**GIVEN TASK**
Transcribe every row below, copying each one word for word without any change.
begin EXCERPTED DATA
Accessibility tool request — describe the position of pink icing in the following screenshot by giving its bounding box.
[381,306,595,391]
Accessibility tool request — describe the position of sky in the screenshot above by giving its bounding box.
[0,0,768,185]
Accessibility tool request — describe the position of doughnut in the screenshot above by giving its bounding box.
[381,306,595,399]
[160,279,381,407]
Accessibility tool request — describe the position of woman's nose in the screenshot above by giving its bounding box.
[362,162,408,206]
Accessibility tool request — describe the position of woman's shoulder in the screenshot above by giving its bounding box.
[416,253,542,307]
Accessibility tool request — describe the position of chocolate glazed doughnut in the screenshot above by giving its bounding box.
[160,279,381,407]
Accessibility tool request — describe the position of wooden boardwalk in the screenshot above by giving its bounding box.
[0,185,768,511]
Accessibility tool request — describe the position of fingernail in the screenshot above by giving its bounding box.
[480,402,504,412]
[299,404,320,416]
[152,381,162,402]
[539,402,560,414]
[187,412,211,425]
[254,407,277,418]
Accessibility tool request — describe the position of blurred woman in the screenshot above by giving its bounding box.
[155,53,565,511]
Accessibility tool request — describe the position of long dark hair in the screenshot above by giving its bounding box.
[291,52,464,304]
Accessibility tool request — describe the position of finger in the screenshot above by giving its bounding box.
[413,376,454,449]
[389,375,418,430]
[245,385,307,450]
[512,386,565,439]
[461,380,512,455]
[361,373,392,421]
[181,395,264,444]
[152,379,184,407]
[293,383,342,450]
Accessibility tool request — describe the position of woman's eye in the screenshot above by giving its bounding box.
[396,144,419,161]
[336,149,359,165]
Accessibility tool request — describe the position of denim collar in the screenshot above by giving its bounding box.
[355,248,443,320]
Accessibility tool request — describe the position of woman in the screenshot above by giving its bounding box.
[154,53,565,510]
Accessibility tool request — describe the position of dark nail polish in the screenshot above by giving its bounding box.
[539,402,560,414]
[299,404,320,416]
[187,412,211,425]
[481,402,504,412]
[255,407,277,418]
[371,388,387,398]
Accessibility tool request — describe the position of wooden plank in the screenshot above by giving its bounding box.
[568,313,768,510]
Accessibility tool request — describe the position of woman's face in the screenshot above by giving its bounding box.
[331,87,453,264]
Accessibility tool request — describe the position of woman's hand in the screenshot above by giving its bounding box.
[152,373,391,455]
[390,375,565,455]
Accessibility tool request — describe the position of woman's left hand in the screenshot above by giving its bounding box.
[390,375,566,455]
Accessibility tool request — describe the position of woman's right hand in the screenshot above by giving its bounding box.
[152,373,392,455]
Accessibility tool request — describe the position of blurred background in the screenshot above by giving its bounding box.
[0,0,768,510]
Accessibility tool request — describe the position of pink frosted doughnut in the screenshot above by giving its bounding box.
end EXCERPTED DATA
**RESULT BELOW**
Accessibility tool request — describe the position of pink icing in the following screenshot by giving its bounding box.
[381,306,595,391]
Accessibility tool request — describe the position of sky in the screenshot above by giving its bounding box.
[0,0,768,185]
Accessibility tool request — describe the position of doughnut in the screenshot above by giving its bounding box.
[381,306,595,399]
[160,279,381,407]
Accessibility tool request — describe the position of woman's nose in the screenshot above by giving its bounding box.
[362,162,408,206]
Accessibility tool request — describe the position of woman's shoulder in the screenshot above by giving its bounding box.
[416,253,542,307]
Accessibility tool request — describe the position of chocolate glazed doughnut in the screenshot above by giving its bounding box.
[160,279,381,407]
Accessibility tool request — describe the position of wooden boardwalk in the screenshot above by giving its bounding box.
[0,185,768,511]
Accessibility tool request — describe the position of fingernail in the screenshot above by giving its bounding box.
[480,402,504,412]
[299,404,320,416]
[152,381,162,402]
[539,402,560,414]
[187,412,211,425]
[254,407,277,418]
Accessibility tool request — describe the position of blurred woman in the screenshot above by giving its bounding box.
[155,53,565,511]
Accessibility tool request — describe the position of long dark hair in the screenshot above by giving its bounding box.
[291,52,464,304]
Accessibility tool request — describe the position of finger in the screenshot above by giving its bounding box.
[413,376,454,449]
[389,375,418,430]
[245,385,307,450]
[512,386,565,439]
[461,380,512,455]
[361,373,392,421]
[181,395,264,444]
[152,379,184,407]
[293,383,342,450]
Accessibility tool request — describe the position of woman's eye in the screenshot above by giving its bounding box.
[396,144,419,161]
[336,149,359,165]
Accessibility tool request — describe the position of denim collar in the screenshot above by giving its bounding box.
[355,248,443,320]
Accessibility tool request — describe the position of woman in the screenshot above by giving its bounding box.
[154,53,565,510]
Accessibility tool request — describe the position of dark nail polish in the screenshot above by giving its bounding box.
[539,402,560,414]
[299,404,320,416]
[187,412,211,425]
[481,402,504,412]
[255,407,277,418]
[371,388,387,398]
Accessibility tool request — describe the position of wooden plank in the screenshot above by giving its bounding box.
[568,313,768,510]
Accessibility tool request — describe the position of woman's face in the screenshot above by giving its bounding box.
[331,87,453,264]
Accessibility tool request — describe the position of woman's hand in the screenshot above by giving its bounding box.
[152,373,391,455]
[390,375,565,455]
Accessibility tool request — describe the position of woman's left hand in the screenshot above by giving its bounding box.
[390,375,566,455]
Accessibility tool request — describe the position of woman's right hand in the screenshot above by giving its bounding box.
[152,373,392,455]
Accessibility tool request — describe the position of blurred background in the screenshot above by giving its bounding box.
[0,0,768,510]
Accessibility tool request — describe the position of pink frosted doughnut in the screenshot above by giving its bounding box.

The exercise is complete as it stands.